PAGE TEXT |
______________________________

# Buzzing gas valve?



## Go_Cyclones (Oct 23, 2021)

Hi,

The past two years, early in the heating season, I am getting a loud buzzing noise from my boiler, which seems like it is coming from the electronically controlled natural gas valve. The unit is a Slant Fin 90,000 BTU hot water boiler.
From what I have found online, the buzzing could be caused by too high gas pressure from the supply line. 

Has anyone else seen this?
If that is the case, is it common to use a pressure regulator?

The problem has fixed itself the last two years, after it gets consistently cold outside. My theory is that with high enough demand, the gas supply pressure is lowered to the point where it is not a problem for the valve.

Any insight on this situation would be appreciated.


----------



## DogGod (Jul 7, 2021)




----------



## OpenSights (Mar 23, 2015)

______________________________

STORED DATA |
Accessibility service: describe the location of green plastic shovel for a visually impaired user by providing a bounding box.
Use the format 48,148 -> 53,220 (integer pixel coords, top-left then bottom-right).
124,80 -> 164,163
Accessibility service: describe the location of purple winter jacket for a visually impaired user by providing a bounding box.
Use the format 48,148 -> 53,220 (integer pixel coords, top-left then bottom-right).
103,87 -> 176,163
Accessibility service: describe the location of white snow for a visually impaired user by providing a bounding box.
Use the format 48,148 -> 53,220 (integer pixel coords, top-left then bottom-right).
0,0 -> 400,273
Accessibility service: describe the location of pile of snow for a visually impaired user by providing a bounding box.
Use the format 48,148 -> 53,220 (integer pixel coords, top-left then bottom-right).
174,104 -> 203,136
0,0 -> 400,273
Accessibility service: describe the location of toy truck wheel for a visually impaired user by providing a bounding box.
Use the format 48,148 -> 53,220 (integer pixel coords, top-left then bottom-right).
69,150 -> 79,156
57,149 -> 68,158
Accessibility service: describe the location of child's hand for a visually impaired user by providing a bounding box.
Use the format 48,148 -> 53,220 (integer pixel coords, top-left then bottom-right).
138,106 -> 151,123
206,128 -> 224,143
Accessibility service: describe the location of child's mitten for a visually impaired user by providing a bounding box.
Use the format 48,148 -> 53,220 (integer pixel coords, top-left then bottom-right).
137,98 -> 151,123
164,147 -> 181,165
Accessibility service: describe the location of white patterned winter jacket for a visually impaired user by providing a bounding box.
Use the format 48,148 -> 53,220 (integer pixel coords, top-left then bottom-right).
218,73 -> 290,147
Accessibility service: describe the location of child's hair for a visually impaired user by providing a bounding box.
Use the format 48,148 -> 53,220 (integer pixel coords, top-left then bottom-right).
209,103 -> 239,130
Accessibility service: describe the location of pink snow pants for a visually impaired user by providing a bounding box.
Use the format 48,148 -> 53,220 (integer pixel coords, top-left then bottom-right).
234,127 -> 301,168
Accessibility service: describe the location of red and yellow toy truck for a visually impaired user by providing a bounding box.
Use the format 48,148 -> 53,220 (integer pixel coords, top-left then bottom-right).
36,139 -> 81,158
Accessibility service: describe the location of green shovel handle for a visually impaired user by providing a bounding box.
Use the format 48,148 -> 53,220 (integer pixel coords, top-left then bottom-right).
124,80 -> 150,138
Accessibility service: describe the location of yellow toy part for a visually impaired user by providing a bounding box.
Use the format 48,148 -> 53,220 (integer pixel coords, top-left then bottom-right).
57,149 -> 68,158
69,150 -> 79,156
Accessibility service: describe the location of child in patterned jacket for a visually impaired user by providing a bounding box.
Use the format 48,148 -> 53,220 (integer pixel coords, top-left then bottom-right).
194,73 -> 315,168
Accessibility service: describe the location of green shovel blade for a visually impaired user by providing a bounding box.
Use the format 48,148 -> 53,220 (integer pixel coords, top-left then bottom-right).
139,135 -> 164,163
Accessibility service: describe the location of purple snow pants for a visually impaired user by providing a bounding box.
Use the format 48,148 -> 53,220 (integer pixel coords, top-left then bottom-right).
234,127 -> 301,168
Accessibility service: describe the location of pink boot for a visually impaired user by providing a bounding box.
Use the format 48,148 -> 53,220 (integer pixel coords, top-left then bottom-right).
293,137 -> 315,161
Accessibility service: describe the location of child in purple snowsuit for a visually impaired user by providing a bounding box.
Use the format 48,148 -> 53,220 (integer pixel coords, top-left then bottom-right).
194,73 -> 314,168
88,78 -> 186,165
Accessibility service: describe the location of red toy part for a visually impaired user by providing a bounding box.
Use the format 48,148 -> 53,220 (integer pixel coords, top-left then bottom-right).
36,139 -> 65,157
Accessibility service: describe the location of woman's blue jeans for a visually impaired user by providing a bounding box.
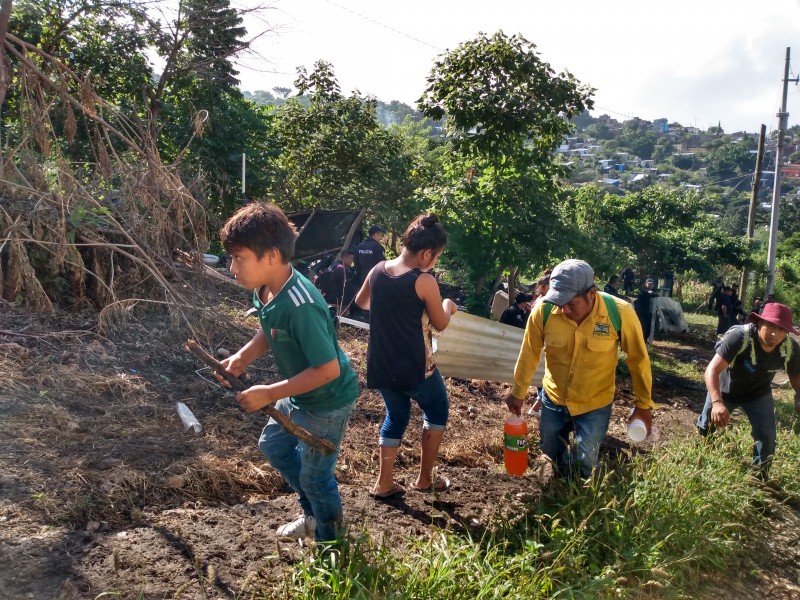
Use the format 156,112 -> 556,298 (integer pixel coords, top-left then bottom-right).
539,390 -> 611,477
258,398 -> 356,541
378,369 -> 450,448
697,392 -> 778,476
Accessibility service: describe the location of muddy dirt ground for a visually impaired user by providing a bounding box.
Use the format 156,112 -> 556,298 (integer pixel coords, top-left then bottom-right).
0,282 -> 800,600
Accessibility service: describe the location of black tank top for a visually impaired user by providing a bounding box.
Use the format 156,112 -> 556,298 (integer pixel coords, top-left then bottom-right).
367,262 -> 426,392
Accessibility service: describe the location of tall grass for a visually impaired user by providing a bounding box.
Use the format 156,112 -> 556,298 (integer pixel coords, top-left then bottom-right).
283,392 -> 800,599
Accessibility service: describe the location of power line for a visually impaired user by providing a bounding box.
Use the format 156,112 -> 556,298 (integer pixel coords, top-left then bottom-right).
325,0 -> 444,52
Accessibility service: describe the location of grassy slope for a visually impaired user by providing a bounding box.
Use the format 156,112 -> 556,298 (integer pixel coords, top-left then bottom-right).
285,315 -> 800,599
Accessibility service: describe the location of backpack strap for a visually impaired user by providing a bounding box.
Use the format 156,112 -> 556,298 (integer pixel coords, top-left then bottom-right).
598,292 -> 622,334
542,291 -> 622,335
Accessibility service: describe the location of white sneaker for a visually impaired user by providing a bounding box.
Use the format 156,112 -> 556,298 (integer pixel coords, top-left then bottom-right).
278,515 -> 317,540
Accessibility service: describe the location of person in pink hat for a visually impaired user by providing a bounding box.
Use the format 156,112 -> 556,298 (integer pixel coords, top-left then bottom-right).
697,302 -> 800,479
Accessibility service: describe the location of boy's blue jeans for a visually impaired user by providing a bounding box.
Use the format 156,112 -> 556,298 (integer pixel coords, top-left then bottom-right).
697,392 -> 777,476
258,398 -> 356,541
539,389 -> 611,477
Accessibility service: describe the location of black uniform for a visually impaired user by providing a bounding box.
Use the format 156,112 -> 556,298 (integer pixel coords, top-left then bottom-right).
355,238 -> 386,288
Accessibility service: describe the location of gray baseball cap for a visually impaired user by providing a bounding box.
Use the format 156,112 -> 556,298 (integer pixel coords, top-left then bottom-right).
544,258 -> 594,306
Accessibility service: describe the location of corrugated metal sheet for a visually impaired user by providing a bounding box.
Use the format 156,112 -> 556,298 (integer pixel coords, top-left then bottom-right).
434,312 -> 544,386
339,312 -> 544,387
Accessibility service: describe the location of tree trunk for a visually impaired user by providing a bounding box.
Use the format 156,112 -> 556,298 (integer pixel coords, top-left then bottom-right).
0,0 -> 11,106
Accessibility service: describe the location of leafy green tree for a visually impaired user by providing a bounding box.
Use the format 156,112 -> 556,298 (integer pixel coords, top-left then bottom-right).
563,186 -> 747,277
419,32 -> 592,294
149,0 -> 275,218
274,61 -> 414,227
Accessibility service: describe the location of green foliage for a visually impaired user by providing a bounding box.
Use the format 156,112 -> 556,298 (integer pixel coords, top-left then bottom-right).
419,32 -> 592,293
285,422 -> 800,599
419,32 -> 593,162
273,61 -> 415,230
562,186 -> 746,277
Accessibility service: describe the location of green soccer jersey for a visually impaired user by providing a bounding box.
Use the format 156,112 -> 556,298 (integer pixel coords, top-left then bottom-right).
253,268 -> 358,412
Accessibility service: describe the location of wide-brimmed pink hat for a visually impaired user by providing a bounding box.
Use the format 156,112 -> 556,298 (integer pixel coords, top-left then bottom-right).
747,302 -> 800,334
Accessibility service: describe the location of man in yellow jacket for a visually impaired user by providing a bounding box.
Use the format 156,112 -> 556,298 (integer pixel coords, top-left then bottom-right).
506,259 -> 655,477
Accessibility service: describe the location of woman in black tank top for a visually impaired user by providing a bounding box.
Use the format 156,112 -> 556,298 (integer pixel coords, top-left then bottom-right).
355,214 -> 457,498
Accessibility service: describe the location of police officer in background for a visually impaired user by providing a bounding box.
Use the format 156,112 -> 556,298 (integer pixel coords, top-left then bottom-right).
350,225 -> 386,318
500,293 -> 533,329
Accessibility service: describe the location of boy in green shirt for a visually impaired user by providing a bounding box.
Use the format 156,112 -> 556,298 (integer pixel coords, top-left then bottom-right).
220,202 -> 358,541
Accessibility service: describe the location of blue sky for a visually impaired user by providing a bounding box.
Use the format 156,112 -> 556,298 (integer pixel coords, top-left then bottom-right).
232,0 -> 800,132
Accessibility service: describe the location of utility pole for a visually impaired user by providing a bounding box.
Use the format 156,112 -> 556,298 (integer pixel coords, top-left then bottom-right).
765,48 -> 800,295
739,123 -> 767,307
242,152 -> 247,206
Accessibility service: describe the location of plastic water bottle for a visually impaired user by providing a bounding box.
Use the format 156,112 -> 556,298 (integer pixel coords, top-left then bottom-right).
176,402 -> 203,433
503,414 -> 528,477
628,409 -> 647,444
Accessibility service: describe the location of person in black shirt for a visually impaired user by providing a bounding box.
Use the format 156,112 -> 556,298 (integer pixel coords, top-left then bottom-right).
500,293 -> 533,329
620,267 -> 634,296
633,277 -> 658,341
603,275 -> 622,298
350,225 -> 386,321
717,285 -> 733,335
697,302 -> 800,479
355,225 -> 386,289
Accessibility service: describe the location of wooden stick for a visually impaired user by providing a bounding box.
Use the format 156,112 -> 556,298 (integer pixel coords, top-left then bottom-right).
185,340 -> 336,454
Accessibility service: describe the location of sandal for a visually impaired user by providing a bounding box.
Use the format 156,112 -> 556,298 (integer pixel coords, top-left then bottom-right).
369,483 -> 406,500
411,477 -> 450,494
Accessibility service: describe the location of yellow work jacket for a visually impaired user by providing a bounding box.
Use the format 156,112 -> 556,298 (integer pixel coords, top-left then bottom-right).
512,293 -> 655,416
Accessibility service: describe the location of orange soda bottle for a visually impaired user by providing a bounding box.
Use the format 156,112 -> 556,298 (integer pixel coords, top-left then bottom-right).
503,414 -> 528,477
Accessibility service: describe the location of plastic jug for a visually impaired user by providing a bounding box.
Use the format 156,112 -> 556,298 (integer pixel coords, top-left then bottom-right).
503,414 -> 528,477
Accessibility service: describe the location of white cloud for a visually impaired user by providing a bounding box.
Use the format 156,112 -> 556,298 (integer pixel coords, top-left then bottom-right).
234,0 -> 800,131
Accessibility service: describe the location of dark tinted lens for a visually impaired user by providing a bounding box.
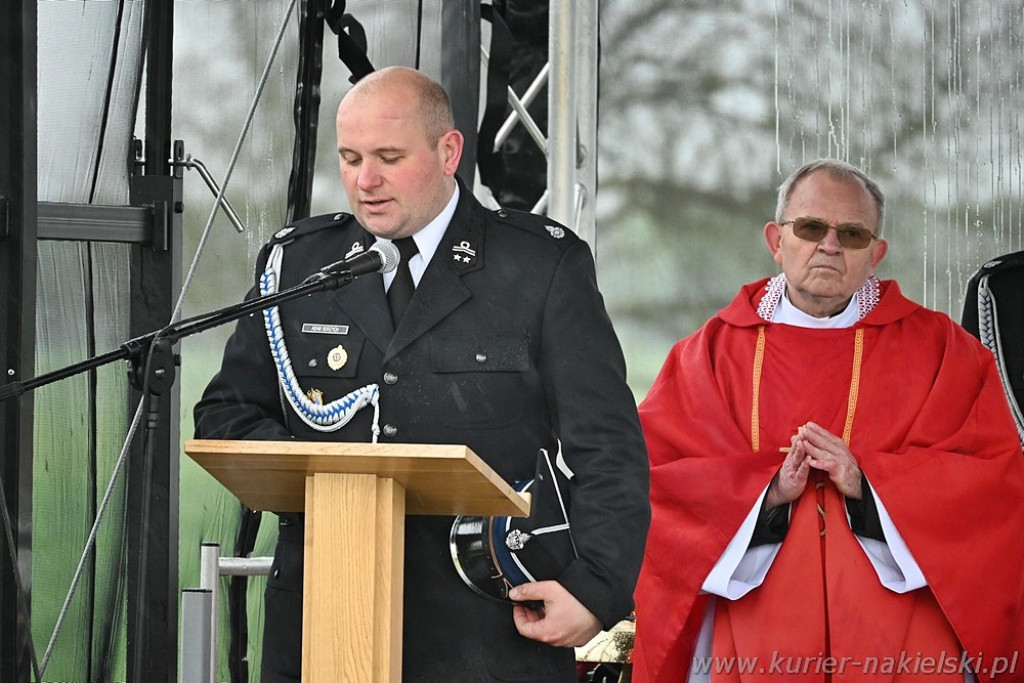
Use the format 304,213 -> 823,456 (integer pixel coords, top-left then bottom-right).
838,225 -> 872,249
793,218 -> 828,242
793,218 -> 874,249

______________________________

CHALLENGE 1 | Please arrange the entry lines as a JSON list of strings, one string per line, with blank lines left out. Start at the entry line that has "Accessibility service: describe the location of gray" and stop after the one that has "339,312 -> 544,387".
CHALLENGE 2 | Pick up the gas valve thread and continue it from its last line.
The gas valve thread and the entries come from unrelated sources.

ANSWER 1 |
[
  "Accessibility service: describe the location of gray baseball cap for a visually impaired user by providing a bounding box.",
  "Use the format 156,112 -> 556,298 (integer pixel coords, top-left then bottom-right).",
  "544,258 -> 594,306",
  "Accessibility service: describe the location of corrugated metal sheet for a visually impaired user by providing a bounding box.",
  "Use the format 156,112 -> 556,298 (integer pixel coords, top-left then bottom-right).",
  "434,312 -> 544,386",
  "339,312 -> 544,387"
]

ANSWER 2 |
Go_Cyclones said:


> Hi,
> 
> The past two years, early in the heating season, I am getting a loud buzzing noise from my boiler, which seems like it is coming from the electronically controlled natural gas valve. The unit is a Slant Fin 90,000 BTU hot water boiler.
> From what I have found online, the buzzing could be caused by too high gas pressure from the supply line.
> ...


If you’re a professional plumber/HVAC you should know.


----------



## Go_Cyclones (Oct 23, 2021)

Alright thanks anyways boys


----------



## Go_Cyclones (Oct 23, 2021)

Wrong thread


----------



## dhal22 (Jul 30, 2010)

Go_Cyclones said:


> Wrong thread


Wrong website. We don't work for free.


----------



## Logtec (Jun 3, 2018)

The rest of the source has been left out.